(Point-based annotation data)
-- start --
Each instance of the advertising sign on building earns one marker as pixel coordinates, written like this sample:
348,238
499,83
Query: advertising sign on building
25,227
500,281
-- end --
Copy out the data above line for line, with no changes.

RESPONSE FOR THIS EXERCISE:
Each instance of the advertising sign on building earns one marker as pixel coordinates, written like this sample:
348,238
499,83
Query: advertising sign on building
25,227
500,281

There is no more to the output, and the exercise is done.